DATA PROVIDED »
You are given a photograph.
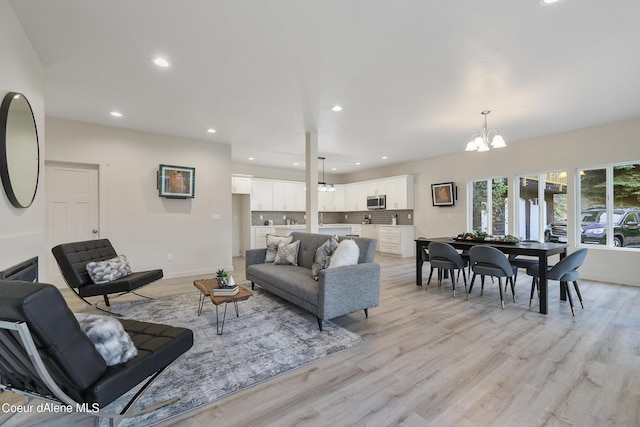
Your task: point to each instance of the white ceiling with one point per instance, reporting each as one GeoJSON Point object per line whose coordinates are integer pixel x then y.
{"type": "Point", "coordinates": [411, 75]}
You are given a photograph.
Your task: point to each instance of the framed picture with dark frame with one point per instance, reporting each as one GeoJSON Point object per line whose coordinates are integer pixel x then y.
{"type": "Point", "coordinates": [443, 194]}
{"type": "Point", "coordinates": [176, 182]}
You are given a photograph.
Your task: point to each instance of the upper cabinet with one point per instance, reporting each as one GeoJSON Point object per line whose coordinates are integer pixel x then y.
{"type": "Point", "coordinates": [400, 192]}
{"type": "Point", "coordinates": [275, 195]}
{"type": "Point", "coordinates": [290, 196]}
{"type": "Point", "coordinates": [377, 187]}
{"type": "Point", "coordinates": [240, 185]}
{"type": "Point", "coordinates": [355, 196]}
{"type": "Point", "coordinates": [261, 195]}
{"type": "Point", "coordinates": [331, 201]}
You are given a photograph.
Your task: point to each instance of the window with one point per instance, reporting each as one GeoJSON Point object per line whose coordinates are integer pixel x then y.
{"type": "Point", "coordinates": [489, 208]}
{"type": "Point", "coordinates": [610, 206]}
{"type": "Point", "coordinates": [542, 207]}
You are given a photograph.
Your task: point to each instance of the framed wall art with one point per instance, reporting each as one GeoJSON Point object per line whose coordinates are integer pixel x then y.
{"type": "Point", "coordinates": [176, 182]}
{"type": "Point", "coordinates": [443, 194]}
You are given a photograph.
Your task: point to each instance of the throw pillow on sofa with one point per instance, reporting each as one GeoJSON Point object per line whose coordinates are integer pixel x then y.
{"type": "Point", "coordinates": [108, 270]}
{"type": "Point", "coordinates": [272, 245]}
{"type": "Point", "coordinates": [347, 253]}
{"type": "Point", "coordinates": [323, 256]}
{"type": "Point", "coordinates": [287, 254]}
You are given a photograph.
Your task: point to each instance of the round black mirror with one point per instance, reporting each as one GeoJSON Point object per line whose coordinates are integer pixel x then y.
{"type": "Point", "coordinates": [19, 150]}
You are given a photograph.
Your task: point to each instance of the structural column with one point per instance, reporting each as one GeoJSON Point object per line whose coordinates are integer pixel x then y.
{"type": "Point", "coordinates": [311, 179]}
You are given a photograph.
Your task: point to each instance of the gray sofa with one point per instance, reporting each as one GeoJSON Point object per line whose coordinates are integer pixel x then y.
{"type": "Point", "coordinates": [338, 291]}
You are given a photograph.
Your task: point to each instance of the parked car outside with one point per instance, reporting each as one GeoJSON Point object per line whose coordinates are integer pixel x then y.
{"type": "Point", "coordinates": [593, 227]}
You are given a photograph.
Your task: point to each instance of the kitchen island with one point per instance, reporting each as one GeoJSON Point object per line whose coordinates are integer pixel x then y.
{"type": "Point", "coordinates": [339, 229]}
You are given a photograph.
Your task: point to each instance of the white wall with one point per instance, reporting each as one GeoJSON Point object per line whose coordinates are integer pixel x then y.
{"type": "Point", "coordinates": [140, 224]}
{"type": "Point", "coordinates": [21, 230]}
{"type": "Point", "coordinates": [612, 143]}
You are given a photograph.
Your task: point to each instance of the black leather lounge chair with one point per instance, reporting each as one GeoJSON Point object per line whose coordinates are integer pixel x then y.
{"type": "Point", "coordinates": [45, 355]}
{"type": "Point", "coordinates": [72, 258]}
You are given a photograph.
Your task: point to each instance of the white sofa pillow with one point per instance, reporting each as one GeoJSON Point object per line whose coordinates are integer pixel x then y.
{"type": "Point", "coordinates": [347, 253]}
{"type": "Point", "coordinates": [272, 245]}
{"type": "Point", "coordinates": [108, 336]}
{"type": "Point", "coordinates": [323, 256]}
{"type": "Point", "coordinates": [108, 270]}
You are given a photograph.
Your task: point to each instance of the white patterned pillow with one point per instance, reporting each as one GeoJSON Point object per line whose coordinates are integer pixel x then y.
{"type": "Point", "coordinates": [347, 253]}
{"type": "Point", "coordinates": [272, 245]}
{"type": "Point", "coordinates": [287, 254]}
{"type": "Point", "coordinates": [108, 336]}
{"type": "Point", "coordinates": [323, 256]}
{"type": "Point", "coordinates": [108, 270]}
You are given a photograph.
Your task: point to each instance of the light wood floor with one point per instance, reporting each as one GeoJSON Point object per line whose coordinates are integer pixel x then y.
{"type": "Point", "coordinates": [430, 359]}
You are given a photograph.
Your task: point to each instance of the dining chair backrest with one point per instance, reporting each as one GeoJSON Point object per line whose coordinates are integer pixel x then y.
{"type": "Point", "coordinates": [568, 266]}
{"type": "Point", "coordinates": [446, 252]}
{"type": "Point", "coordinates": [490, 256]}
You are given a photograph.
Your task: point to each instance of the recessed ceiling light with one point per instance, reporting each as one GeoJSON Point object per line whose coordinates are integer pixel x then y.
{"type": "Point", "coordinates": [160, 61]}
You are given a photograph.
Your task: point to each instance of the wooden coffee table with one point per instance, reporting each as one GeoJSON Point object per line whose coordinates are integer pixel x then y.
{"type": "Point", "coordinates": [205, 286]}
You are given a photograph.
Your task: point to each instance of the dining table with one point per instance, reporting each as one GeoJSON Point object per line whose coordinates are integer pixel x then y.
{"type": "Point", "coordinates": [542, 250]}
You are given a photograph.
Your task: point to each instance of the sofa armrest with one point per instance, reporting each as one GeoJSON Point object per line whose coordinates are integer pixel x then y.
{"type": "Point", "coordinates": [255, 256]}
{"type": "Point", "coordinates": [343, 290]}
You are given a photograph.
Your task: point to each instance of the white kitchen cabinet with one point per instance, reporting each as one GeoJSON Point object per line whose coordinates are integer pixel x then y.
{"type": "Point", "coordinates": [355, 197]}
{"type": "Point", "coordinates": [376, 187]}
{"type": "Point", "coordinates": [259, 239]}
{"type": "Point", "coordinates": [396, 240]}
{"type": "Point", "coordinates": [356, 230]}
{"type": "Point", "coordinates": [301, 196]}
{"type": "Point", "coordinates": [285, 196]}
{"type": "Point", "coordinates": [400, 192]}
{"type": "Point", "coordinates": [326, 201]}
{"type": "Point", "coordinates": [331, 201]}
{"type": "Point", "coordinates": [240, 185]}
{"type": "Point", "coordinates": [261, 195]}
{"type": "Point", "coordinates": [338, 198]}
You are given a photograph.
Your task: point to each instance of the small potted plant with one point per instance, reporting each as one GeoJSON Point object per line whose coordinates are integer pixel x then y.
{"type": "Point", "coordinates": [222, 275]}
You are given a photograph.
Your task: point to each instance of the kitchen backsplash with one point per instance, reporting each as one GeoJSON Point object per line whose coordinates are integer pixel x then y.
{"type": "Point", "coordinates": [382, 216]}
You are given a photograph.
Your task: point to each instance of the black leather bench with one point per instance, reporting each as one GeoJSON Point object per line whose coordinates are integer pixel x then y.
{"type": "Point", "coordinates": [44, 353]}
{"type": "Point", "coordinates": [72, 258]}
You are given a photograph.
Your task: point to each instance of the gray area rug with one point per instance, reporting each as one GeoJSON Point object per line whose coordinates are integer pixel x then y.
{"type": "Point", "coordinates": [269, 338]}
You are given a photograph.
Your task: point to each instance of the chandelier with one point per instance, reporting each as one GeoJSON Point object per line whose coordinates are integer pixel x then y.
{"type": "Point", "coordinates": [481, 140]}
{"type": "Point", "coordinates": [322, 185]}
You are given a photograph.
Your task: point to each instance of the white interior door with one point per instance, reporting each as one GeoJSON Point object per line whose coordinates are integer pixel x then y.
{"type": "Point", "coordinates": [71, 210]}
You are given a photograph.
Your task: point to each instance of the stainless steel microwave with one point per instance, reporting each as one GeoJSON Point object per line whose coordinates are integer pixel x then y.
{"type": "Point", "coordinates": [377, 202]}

CHALLENGE » Tally the lines of the records that contain the string "pillow". How many are there? Give only the number.

SOLUTION TO THIS EXERCISE » 3